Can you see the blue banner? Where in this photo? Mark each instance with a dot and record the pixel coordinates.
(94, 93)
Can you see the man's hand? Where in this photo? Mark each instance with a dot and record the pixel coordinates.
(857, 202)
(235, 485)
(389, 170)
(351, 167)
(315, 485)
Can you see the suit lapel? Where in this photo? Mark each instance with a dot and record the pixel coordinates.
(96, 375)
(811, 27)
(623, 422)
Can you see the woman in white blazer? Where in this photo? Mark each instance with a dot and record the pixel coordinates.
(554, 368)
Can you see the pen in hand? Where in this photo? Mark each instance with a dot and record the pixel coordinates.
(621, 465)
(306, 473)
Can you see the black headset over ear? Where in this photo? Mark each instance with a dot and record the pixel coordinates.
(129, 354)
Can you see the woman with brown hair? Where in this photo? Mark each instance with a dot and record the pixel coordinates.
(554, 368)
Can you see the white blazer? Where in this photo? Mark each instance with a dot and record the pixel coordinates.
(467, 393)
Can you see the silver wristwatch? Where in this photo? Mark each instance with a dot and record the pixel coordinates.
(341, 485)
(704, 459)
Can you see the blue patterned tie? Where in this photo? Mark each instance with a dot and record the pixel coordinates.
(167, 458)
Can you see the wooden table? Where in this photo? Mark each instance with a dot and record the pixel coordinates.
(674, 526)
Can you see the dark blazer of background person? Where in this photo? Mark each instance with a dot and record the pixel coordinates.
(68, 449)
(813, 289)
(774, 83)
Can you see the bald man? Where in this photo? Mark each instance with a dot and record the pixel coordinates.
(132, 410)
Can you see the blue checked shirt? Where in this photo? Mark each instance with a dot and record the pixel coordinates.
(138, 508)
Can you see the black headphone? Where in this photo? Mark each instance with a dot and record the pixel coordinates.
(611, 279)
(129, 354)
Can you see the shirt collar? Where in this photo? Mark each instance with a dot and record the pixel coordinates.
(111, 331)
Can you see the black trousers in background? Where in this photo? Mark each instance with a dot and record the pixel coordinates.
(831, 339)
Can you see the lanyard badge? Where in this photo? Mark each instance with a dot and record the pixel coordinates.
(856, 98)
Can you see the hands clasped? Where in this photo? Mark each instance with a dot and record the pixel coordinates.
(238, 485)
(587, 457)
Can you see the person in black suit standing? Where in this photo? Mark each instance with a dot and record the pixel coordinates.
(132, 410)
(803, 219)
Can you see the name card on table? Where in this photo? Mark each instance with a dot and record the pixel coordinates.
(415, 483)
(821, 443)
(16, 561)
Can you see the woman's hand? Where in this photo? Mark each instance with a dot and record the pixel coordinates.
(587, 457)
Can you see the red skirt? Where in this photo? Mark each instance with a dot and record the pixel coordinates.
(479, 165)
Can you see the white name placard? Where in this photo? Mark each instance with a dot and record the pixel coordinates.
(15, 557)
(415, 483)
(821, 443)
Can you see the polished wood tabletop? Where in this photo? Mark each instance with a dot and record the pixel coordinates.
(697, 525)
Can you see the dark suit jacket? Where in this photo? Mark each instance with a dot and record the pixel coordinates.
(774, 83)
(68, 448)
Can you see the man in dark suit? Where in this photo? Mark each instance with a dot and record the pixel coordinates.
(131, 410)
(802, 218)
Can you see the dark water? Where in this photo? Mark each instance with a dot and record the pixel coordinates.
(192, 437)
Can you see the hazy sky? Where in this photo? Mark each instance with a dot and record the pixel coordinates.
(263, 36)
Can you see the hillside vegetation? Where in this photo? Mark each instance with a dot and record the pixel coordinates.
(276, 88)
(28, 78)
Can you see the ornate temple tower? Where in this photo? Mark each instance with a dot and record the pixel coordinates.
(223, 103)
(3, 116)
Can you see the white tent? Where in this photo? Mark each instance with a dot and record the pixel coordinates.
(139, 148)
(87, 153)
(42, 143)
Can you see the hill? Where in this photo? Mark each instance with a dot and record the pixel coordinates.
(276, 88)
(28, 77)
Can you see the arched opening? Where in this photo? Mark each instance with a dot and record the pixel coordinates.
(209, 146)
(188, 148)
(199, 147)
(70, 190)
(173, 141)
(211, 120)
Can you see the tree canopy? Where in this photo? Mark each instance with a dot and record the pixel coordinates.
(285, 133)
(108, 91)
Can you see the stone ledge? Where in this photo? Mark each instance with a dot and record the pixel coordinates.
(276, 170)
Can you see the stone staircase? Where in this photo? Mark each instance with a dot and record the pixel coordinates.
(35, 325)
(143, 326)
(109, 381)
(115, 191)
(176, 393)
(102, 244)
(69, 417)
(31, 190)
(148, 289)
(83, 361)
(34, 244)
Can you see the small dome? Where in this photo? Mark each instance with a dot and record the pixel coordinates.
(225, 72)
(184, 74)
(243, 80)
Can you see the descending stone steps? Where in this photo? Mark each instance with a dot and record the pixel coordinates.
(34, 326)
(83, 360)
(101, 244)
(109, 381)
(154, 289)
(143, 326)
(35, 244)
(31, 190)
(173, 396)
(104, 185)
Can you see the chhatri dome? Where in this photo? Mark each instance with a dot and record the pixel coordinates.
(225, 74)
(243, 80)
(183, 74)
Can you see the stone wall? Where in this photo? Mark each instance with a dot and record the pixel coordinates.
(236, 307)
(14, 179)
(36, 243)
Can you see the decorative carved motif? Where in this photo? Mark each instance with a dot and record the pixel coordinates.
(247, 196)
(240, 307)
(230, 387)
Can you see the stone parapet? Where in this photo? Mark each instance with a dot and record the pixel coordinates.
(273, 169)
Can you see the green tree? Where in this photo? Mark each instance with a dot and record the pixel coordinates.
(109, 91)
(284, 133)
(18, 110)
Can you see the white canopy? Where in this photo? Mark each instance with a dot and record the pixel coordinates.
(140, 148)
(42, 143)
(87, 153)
────────────────
- Challenge
Starting with the line that contains "Can you see the descending", repeat each line through the last one exactly as it appears. Include both ends and nothing more.

- Exercise response
Can you see the descending stone steps? Where in this photo? Mark each instance with a dot and record the pixel coordinates.
(34, 326)
(83, 360)
(101, 244)
(109, 381)
(154, 289)
(143, 326)
(35, 244)
(31, 190)
(173, 396)
(104, 185)
Can you see the chhatri dome? Where in this photo? Mark each instance with a dot and record the pixel coordinates.
(225, 74)
(243, 80)
(183, 74)
Can you see the stone wall? Where in this photo? Mark each instance with a dot and record the pixel coordinates.
(236, 307)
(14, 179)
(36, 243)
Can you see the decorative carved motif? Where in this photo? Mark each instance with a dot and record the pixel coordinates.
(247, 196)
(240, 307)
(230, 387)
Can you see the stone parapet? Where in this photo? Mark each instance with a dot and record the pixel coordinates.
(273, 169)
Can you see the green tree? Where in this photo? Mark each instance with a dot and record the pixel coordinates.
(109, 91)
(284, 133)
(18, 110)
Can you see the white canopy? Where in this photo? Mark each instance with a dot and record the pixel coordinates.
(140, 148)
(42, 143)
(87, 153)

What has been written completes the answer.